| Supplied records |

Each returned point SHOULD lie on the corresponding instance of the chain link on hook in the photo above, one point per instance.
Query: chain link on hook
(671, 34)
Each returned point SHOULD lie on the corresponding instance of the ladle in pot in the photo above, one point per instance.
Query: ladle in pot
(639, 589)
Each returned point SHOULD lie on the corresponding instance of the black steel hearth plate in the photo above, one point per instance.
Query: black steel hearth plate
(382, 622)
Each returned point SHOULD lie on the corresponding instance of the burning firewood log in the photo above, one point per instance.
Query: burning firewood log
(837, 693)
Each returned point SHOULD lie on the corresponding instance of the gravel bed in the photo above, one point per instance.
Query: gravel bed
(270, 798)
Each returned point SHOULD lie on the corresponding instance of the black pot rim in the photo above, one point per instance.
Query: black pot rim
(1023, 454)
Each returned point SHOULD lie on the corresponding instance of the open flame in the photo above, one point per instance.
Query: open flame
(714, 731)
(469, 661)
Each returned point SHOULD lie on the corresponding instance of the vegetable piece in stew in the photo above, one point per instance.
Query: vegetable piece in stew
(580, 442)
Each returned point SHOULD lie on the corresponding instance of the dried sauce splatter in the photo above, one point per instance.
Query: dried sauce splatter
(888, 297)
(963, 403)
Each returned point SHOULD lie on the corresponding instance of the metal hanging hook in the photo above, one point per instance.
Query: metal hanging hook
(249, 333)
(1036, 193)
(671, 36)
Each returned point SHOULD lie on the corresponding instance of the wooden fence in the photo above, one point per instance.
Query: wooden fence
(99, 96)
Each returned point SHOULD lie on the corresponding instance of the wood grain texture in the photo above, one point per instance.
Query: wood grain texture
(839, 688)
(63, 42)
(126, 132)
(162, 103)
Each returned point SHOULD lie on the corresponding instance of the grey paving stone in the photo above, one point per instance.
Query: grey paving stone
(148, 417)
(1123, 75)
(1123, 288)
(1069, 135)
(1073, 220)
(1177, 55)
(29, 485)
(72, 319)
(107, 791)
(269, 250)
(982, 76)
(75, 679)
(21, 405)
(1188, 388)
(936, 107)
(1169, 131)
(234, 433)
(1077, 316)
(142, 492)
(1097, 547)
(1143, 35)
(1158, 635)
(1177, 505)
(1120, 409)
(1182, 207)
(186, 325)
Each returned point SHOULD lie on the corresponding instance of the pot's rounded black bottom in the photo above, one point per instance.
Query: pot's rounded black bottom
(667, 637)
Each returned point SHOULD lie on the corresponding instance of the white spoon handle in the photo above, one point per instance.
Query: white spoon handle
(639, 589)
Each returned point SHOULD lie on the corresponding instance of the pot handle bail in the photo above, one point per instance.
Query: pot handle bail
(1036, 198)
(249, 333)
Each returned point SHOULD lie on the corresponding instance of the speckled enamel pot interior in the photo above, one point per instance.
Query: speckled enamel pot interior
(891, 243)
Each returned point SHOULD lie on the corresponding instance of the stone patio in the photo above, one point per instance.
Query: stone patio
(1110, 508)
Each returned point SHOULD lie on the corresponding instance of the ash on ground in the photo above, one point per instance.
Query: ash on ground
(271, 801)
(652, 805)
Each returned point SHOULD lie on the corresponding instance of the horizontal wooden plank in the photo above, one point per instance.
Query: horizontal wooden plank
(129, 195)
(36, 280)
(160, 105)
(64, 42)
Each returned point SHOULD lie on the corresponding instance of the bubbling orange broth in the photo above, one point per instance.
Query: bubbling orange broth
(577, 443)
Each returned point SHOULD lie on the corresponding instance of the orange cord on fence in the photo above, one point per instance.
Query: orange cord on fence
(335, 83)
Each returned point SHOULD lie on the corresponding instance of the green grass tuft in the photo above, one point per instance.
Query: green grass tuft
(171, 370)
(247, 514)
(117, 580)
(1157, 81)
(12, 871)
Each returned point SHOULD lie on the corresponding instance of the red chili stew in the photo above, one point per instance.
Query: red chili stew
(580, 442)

| Aim of the task |
Please print exactly the lines from the one containing "Query: green grass tuft" through the last line of the material.

| Answer space |
Query: green grass tuft
(171, 370)
(247, 514)
(117, 580)
(1157, 81)
(12, 871)
Each returned point SHOULD lie on the corresponding instance of the red chili stew in the photo above, one point per instance.
Query: red chili stew
(580, 442)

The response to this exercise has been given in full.